The Hashicorp spec says

Identifiers

Identifiers name entities such as blocks, attributes and expression variables.
Identifiers are interpreted as per UAX #31 Section 2. Specifically,
their syntax is defined in terms of the ID_Start and ID_Continue
character properties as follows:

Identifier = ID_Start (ID_Continue | '-')*;

The Unicode specification provides the normative requirements for identifier
parsing. Non-normatively, the spirit of this specification is that ID_Start
consists of Unicode letter and certain unambiguous punctuation tokens, while
ID_Continue augments that set with Unicode digits, combining marks, etc.

The dash character - is additionally allowed in identifiers, even though
that is not part of the unicode ID_Continue definition. This is to allow
attribute names and block type names to contain dashes, although underscores
as word separators are considered the idiomatic usage.

We can search the repo for ID_START

https://github.com/search?q=repo%3Ahashicorp%2Fhcl%20ID_START&type=code

image

which reveals the truth for what is supported

https://github.com/hashicorp/hcl/blob/212a40e528766634a1aa6dd1e820d7936762196e/hclsyntax/unicode_derived.rl

preview:

    ID_Start = 
        0x41..0x5A              #L&  [26] LATIN CAPITAL LETTER A..LATIN CAPI...

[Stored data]
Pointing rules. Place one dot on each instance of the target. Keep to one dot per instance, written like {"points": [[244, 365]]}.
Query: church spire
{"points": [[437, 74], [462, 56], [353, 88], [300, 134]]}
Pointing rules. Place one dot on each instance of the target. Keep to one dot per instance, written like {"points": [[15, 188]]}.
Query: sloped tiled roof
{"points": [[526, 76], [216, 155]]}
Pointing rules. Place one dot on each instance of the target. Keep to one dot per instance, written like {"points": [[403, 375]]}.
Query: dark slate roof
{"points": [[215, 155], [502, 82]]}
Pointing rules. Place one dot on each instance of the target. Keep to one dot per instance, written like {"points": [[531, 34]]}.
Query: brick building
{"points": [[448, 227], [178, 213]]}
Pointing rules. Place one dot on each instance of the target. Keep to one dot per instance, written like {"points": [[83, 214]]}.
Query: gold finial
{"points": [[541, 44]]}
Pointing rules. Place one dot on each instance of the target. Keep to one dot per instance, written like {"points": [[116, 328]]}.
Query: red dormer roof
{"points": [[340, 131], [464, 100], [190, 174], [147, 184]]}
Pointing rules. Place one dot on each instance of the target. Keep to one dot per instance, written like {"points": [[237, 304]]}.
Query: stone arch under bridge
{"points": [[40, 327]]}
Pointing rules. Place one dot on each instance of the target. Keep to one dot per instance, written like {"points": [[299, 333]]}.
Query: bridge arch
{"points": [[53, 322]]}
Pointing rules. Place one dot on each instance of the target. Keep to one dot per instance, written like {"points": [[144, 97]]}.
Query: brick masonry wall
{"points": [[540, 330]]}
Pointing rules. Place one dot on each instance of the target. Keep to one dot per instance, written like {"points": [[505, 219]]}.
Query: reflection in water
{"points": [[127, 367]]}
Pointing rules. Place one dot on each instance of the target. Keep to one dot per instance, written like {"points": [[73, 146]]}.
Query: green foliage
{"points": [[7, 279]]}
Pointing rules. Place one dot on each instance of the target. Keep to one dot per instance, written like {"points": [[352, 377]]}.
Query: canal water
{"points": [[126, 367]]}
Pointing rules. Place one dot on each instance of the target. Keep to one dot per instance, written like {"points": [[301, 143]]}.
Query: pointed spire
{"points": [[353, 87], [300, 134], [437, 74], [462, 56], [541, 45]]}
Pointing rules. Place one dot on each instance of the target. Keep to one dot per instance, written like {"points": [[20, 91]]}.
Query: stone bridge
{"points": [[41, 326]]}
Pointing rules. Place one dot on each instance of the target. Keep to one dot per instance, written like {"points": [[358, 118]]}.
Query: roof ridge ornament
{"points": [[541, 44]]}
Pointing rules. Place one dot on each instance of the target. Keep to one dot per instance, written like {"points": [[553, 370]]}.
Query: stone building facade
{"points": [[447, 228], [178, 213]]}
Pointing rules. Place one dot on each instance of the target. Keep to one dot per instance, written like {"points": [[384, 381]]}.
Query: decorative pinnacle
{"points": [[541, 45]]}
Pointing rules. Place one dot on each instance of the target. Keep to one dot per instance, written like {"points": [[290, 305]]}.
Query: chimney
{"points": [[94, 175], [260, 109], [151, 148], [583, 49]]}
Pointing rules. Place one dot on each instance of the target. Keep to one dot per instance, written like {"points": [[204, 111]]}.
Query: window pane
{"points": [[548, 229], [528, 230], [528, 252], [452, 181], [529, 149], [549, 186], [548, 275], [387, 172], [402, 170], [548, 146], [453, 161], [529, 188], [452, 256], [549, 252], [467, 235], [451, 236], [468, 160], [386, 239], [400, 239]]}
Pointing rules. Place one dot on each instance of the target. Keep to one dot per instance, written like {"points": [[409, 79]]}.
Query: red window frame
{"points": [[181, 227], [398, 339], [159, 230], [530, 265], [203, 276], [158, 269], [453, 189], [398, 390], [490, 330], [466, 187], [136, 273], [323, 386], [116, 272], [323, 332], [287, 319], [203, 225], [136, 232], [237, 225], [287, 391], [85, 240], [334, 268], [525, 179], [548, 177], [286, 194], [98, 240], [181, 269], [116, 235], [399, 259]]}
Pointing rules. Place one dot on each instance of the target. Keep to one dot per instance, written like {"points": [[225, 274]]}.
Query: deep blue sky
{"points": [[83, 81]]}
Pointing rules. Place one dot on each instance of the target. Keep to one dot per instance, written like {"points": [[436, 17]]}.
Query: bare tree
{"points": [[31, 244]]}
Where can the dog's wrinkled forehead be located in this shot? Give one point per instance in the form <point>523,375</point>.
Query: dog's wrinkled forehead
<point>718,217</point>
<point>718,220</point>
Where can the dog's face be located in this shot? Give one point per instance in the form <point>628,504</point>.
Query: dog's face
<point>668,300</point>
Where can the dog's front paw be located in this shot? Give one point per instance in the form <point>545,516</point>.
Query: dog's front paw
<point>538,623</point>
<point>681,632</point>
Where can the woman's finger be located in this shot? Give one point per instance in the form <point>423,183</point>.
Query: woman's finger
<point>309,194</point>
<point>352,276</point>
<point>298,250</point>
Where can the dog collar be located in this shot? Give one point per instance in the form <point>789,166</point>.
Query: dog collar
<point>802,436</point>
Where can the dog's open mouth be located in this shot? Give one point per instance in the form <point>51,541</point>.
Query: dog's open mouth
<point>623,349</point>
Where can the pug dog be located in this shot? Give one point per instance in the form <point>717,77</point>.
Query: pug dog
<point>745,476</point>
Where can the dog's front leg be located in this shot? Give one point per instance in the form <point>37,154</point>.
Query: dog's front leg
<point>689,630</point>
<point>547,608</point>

#### [PROBLEM REQUIREMENTS]
Please copy the part of the identifiers excerpt that opens with the words containing "Identifier = ID_Start" and closes with "combining marks, etc.". The listing comes from a different source than the identifiers excerpt.

#### [EXERCISE ANSWER]
Identifier = ID_Start (ID_Continue | '-')*;

The Unicode specification provides the normative requirements for identifier
parsing. Non-normatively, the spirit of this specification is that ID_Start
consists of Unicode letter and certain unambiguous punctuation tokens, while
ID_Continue augments that set with Unicode digits, combining marks, etc.